---- STORED DATA

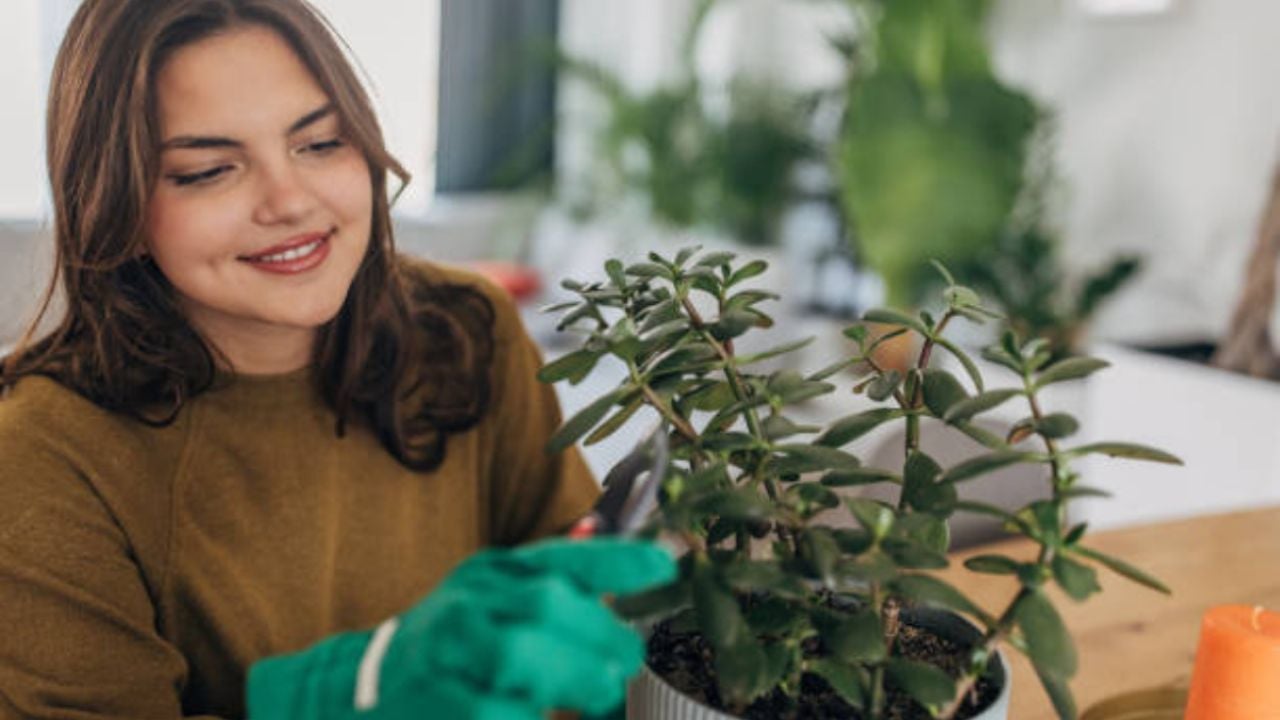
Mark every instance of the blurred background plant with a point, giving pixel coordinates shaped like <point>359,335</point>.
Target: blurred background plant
<point>698,156</point>
<point>931,154</point>
<point>1024,273</point>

--------

THE REQUEST: Rewrite the items above, swapping "blurred" for "out-of-focus" and leaving everything else unchanged. Leave the pictures out of your answer.

WRITTEN SOLUTION:
Mark every instance of the out-of-focus background plant with a point, giving pixel coordinates shaped like <point>359,335</point>.
Target: out-of-focus background plant
<point>698,156</point>
<point>931,154</point>
<point>1024,273</point>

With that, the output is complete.